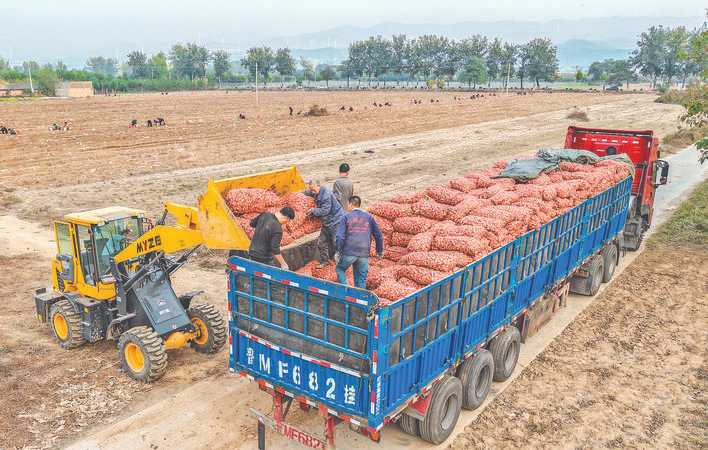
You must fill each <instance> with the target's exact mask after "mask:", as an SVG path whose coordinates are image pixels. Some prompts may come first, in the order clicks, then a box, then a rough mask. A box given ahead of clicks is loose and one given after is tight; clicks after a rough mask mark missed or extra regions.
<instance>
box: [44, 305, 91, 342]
mask: <svg viewBox="0 0 708 450" xmlns="http://www.w3.org/2000/svg"><path fill="white" fill-rule="evenodd" d="M49 319H50V323H51V324H52V331H54V337H56V338H57V341H59V345H61V347H62V348H65V349H67V350H69V349H71V348H76V347H78V346H80V345H81V344H83V343H84V342H86V340H85V339H84V338H83V335H82V334H81V315H80V314H76V313H75V312H74V308H73V307H72V306H71V303H69V301H68V300H59V301H58V302H56V303H54V304H53V305H52V307H51V308H50V309H49Z"/></svg>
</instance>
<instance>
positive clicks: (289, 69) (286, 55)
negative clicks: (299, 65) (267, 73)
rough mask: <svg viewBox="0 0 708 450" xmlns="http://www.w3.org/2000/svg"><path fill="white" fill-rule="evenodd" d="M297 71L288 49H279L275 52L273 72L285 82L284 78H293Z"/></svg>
mask: <svg viewBox="0 0 708 450" xmlns="http://www.w3.org/2000/svg"><path fill="white" fill-rule="evenodd" d="M295 69H297V63H296V62H295V58H293V56H292V54H291V52H290V49H289V48H279V49H278V50H276V52H275V70H276V71H277V72H278V73H279V74H280V75H282V76H283V82H285V77H286V76H291V77H292V76H293V74H294V73H295Z"/></svg>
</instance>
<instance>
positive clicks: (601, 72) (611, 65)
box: [588, 58, 615, 82]
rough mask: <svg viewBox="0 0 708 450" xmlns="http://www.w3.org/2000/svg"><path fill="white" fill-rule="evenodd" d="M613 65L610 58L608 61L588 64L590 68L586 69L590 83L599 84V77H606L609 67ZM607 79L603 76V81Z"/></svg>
mask: <svg viewBox="0 0 708 450" xmlns="http://www.w3.org/2000/svg"><path fill="white" fill-rule="evenodd" d="M614 63H615V60H614V59H612V58H610V59H605V60H602V61H595V62H593V63H592V64H590V68H589V69H588V76H589V77H591V78H590V81H593V82H599V81H602V79H601V77H602V75H603V74H605V75H607V73H608V72H609V71H610V67H612V65H613V64H614ZM606 79H607V76H605V80H606Z"/></svg>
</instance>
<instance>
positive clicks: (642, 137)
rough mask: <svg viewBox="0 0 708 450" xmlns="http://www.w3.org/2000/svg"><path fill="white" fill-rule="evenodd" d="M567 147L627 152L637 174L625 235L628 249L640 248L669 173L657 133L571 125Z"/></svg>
mask: <svg viewBox="0 0 708 450" xmlns="http://www.w3.org/2000/svg"><path fill="white" fill-rule="evenodd" d="M564 148H571V149H576V150H587V151H589V152H592V153H594V154H596V155H598V156H611V155H617V154H621V153H624V154H626V155H627V156H629V158H630V159H631V160H632V162H633V163H634V170H635V177H634V181H633V184H632V200H631V202H632V204H630V205H629V211H628V213H627V214H628V217H627V225H626V227H625V232H624V239H625V245H626V246H627V249H629V250H636V249H638V248H639V245H640V244H641V242H642V238H643V237H644V233H645V232H646V230H647V229H649V225H650V224H651V219H652V215H653V213H654V196H655V194H656V188H657V187H658V186H661V185H664V184H666V181H667V178H668V175H669V163H667V162H666V161H663V160H660V159H659V138H657V137H654V132H653V131H651V130H648V131H628V130H603V129H597V128H580V127H575V126H570V127H568V133H567V134H566V136H565V145H564Z"/></svg>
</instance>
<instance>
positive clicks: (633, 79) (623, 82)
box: [607, 59, 637, 90]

****************************************

**PROBLEM DESCRIPTION**
Report every line containing the string "positive" in the material.

**TASK SOLUTION**
positive clicks: (289, 69) (286, 55)
positive clicks: (601, 72) (611, 65)
positive clicks: (642, 137)
positive clicks: (633, 79) (623, 82)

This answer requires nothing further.